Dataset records

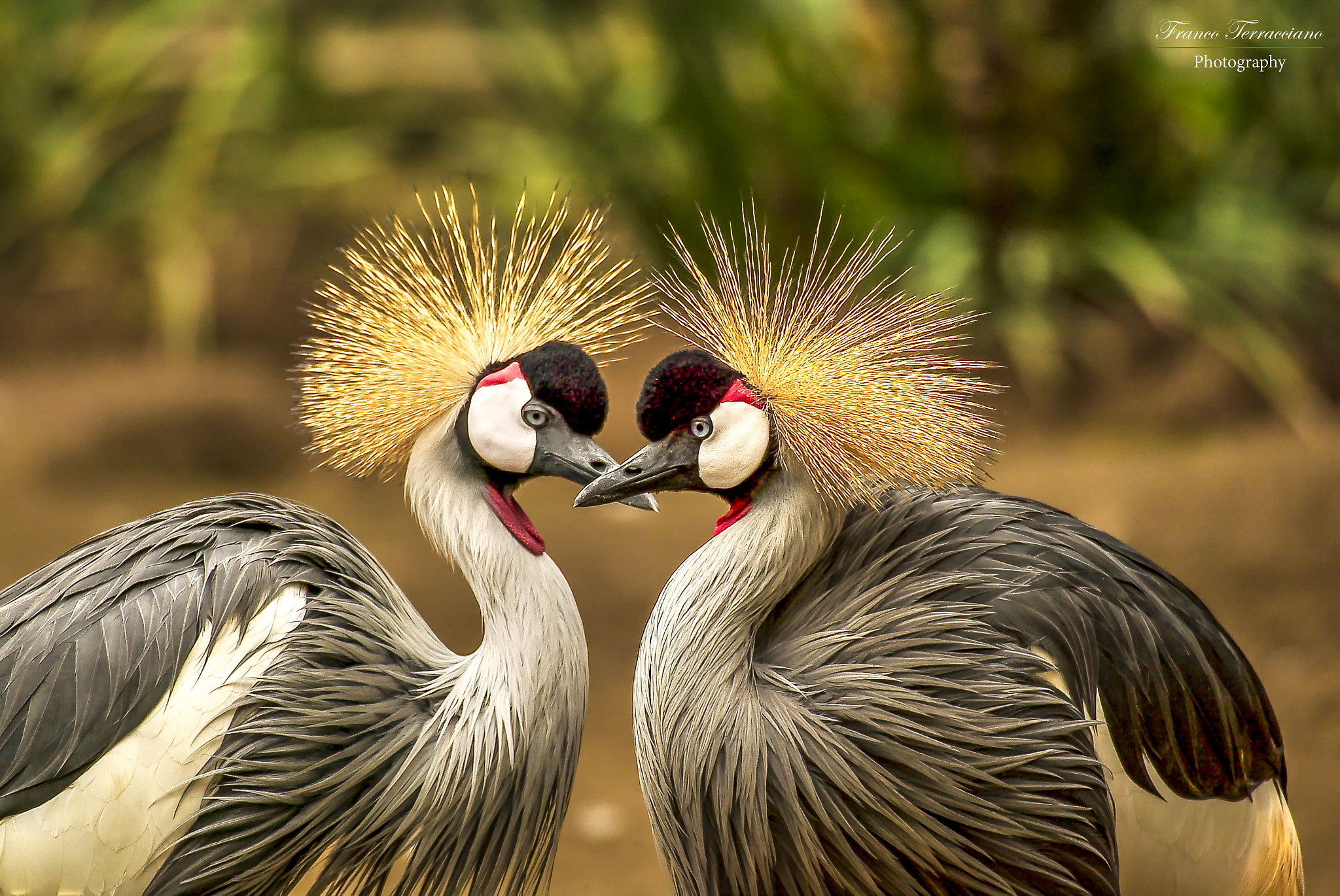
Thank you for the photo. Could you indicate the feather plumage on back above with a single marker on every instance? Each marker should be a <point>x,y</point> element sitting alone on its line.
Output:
<point>878,677</point>
<point>232,694</point>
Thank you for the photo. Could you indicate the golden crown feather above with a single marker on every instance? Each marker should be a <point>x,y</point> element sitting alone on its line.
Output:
<point>856,379</point>
<point>419,314</point>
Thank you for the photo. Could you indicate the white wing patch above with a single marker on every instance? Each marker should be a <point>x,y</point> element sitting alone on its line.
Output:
<point>110,831</point>
<point>1176,847</point>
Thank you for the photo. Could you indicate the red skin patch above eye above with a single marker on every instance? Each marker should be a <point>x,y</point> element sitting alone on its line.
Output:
<point>739,508</point>
<point>514,517</point>
<point>506,375</point>
<point>741,393</point>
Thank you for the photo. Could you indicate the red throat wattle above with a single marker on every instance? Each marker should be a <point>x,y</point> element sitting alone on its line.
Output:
<point>739,508</point>
<point>514,517</point>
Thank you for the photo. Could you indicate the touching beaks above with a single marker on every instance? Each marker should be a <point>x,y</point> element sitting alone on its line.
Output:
<point>667,465</point>
<point>578,458</point>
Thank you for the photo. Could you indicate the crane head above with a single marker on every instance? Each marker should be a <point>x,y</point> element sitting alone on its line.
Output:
<point>537,415</point>
<point>709,432</point>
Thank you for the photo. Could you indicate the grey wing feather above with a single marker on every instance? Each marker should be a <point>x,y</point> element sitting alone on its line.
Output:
<point>910,640</point>
<point>92,642</point>
<point>926,754</point>
<point>1174,685</point>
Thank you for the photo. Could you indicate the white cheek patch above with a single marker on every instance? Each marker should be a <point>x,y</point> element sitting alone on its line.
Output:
<point>736,448</point>
<point>497,433</point>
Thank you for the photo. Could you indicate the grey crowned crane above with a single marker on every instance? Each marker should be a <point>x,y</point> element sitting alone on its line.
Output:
<point>881,678</point>
<point>231,695</point>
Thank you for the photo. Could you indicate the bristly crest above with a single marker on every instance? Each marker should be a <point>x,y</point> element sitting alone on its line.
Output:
<point>854,378</point>
<point>419,314</point>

[The problem] Within the data above, pick out all lines holding the word "wing".

[Solution for this exercise]
Thank you for the photo. Could you indicate the white wing patch above with a single marker on every instance? Each marker should be a <point>x,y</point> element sitting alone on its line.
Thank you for the photo. Could you indicate the grey wing feather above with a single marker on every instance? Each marker should be a <point>x,y</point> element sitting alone on its line.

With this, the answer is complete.